§ **Dataset entries**

◇ ◇ ◇ ◇ ◇ ◇ ◇

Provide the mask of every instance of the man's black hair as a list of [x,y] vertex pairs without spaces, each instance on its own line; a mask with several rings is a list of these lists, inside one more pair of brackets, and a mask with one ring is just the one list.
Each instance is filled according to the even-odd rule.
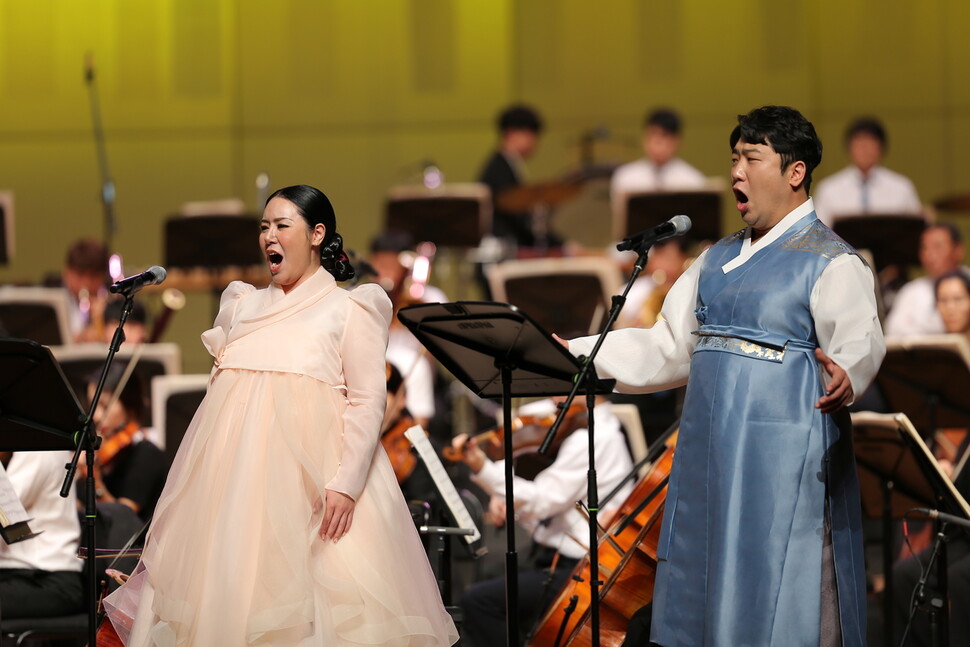
[[875,137],[879,141],[879,145],[882,147],[883,152],[889,146],[889,138],[886,136],[886,129],[883,127],[882,122],[875,117],[860,117],[849,124],[849,127],[845,129],[845,144],[849,145],[852,138],[856,135],[870,135]]
[[656,110],[651,110],[643,120],[644,128],[650,126],[657,126],[671,135],[679,135],[683,124],[680,121],[680,115],[670,108],[657,108]]
[[510,106],[498,117],[498,130],[531,130],[537,135],[542,132],[542,119],[539,113],[527,105]]
[[793,162],[805,163],[808,193],[812,188],[812,171],[822,161],[822,142],[815,126],[794,108],[762,106],[746,115],[738,115],[738,125],[731,132],[731,150],[739,140],[749,144],[771,146],[781,156],[781,170],[785,172]]

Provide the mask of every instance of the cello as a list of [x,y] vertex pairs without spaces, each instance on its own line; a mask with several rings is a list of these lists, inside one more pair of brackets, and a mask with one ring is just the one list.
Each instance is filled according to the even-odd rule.
[[[620,506],[613,521],[601,530],[597,560],[600,644],[618,647],[626,637],[630,618],[653,600],[657,546],[663,519],[667,481],[677,442],[676,427],[648,456],[650,468]],[[592,644],[590,629],[590,555],[576,565],[566,586],[533,631],[529,647],[585,647]]]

◇ ◇ ◇ ◇ ◇ ◇ ◇

Given the word "these", show every line of the records that contains it.

Provide the mask of every instance of the man's black hair as a list of [x,y] vertex pairs without spaces, each instance on its own line; a mask with several rings is a list of these lists, inside one more pair of brackets, and a mask with one ring is just the one list.
Provide the mask of every instance of the cello as a list of [x,y] vertex pairs without spaces, each instance on its own line; a mask with several rings is a list of these lists, inside one more pair of brackets, and a mask with one ring is just the one list.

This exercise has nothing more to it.